Print the line containing "Task: annotation of the white" and each line after it through the end, please, with nothing added.

━━ Records for the task

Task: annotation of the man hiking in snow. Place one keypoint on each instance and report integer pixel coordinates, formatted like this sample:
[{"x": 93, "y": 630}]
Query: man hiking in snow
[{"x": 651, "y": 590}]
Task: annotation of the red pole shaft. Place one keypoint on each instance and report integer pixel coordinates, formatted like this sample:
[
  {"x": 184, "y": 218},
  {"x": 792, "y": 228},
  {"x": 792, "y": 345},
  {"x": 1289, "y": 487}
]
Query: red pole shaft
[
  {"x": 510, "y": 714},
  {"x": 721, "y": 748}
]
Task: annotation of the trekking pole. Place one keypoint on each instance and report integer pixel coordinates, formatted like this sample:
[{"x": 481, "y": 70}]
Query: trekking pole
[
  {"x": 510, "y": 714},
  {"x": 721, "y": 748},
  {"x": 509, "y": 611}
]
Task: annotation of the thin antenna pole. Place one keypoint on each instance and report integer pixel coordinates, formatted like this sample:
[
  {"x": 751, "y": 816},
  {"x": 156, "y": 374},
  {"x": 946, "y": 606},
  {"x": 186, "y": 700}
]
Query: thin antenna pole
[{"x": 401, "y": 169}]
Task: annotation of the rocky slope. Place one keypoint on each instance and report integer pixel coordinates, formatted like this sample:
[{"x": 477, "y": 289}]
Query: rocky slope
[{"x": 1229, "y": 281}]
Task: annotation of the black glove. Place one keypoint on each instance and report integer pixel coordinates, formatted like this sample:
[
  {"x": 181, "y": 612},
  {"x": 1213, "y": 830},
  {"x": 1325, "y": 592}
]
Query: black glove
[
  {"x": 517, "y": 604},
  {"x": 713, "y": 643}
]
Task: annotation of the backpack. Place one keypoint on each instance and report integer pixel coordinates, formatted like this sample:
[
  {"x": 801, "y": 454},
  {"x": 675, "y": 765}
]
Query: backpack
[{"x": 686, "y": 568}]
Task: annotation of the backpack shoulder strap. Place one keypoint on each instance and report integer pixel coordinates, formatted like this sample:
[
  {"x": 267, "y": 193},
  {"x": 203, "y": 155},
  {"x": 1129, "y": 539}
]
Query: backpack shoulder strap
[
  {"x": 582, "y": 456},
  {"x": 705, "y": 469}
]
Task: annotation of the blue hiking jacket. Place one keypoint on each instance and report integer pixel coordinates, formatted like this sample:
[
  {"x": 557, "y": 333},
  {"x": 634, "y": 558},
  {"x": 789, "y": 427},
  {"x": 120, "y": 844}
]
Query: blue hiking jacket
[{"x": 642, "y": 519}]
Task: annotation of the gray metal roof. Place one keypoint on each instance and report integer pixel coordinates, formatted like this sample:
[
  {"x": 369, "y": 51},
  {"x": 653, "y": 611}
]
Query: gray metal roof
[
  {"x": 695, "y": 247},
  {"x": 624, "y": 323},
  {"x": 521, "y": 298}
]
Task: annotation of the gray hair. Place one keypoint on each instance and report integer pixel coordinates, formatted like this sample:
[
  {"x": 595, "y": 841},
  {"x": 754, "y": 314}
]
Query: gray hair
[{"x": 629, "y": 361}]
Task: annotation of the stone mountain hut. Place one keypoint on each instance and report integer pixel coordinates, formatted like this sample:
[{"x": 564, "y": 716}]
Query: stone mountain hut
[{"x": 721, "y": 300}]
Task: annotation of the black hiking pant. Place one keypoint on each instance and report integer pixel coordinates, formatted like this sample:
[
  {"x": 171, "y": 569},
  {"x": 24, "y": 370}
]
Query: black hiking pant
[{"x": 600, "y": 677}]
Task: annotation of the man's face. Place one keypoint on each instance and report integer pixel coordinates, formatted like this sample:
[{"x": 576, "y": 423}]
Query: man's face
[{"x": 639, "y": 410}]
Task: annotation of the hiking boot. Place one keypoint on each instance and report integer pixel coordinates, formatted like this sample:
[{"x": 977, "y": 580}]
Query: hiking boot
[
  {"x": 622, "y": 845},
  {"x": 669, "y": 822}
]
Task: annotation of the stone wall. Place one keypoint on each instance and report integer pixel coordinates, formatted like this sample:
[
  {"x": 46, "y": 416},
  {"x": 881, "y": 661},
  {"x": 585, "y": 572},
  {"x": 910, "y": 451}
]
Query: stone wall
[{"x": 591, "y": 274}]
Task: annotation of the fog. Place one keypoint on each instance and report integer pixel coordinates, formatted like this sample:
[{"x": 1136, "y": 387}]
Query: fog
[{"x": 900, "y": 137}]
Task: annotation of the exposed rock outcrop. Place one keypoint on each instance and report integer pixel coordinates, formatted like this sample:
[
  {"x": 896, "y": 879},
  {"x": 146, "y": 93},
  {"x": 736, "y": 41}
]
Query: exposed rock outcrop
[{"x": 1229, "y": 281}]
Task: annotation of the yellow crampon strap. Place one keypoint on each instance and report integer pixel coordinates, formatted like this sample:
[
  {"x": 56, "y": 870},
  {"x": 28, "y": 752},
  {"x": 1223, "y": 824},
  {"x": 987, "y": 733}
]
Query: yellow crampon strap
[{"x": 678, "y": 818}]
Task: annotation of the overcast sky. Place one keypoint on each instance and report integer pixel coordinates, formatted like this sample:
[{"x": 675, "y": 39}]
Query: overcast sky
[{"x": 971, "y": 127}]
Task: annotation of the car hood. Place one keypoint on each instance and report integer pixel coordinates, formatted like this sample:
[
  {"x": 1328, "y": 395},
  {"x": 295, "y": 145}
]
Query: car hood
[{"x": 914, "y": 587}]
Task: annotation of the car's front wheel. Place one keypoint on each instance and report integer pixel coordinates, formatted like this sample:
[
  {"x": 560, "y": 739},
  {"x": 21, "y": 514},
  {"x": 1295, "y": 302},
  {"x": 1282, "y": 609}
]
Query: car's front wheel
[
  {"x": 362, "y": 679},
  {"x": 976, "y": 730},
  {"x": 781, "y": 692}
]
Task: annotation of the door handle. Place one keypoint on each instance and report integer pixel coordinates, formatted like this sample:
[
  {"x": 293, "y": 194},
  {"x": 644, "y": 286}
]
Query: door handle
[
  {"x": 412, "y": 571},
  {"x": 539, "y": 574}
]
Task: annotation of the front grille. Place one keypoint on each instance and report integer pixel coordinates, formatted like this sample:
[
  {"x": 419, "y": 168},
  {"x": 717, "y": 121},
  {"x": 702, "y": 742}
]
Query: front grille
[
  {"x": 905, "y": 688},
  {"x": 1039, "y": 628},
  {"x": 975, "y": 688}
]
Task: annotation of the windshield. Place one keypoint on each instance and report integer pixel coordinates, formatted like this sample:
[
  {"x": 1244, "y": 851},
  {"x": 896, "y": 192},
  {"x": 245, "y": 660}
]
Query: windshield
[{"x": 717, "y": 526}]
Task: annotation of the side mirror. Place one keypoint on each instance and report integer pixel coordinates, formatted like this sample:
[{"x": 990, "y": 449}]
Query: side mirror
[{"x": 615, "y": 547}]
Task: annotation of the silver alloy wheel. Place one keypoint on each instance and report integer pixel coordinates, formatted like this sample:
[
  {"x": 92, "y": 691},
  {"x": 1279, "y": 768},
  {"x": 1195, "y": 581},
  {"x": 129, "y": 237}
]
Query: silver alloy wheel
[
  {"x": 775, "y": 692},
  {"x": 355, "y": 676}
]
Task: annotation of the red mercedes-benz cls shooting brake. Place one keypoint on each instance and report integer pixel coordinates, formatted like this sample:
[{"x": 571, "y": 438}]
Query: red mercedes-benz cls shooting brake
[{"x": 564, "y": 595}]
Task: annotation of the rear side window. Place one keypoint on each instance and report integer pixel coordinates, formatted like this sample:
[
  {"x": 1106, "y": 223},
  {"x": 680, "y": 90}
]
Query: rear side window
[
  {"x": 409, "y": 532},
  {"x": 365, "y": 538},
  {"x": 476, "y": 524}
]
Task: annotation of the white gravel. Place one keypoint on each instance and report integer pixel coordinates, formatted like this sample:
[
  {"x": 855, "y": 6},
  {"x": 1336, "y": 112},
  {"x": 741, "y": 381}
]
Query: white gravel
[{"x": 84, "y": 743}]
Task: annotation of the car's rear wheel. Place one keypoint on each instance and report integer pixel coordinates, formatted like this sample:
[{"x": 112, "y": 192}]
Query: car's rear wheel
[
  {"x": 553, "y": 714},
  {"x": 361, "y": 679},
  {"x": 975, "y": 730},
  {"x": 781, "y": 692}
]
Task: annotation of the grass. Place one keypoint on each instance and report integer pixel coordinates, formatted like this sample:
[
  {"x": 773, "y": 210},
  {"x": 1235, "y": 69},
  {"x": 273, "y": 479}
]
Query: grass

━━━━

__Expected answer__
Task: annotation of the white gravel. Place one keypoint on each instance and report integer pixel coordinates, formatted like this sample:
[
  {"x": 855, "y": 6},
  {"x": 1336, "y": 112},
  {"x": 741, "y": 381}
]
Query: white gravel
[{"x": 84, "y": 743}]
Task: annotation of the car's rear wheel. Place one keypoint on each instance and report integer pixel coordinates, formatted like this sample:
[{"x": 112, "y": 192}]
Query: car's rear wheel
[
  {"x": 553, "y": 714},
  {"x": 361, "y": 679},
  {"x": 975, "y": 730},
  {"x": 781, "y": 692}
]
Task: annotation of the grass. Place one keypoint on each instance and report integer pixel coordinates, formatted like this sample:
[
  {"x": 773, "y": 210},
  {"x": 1235, "y": 69},
  {"x": 273, "y": 479}
]
Query: grass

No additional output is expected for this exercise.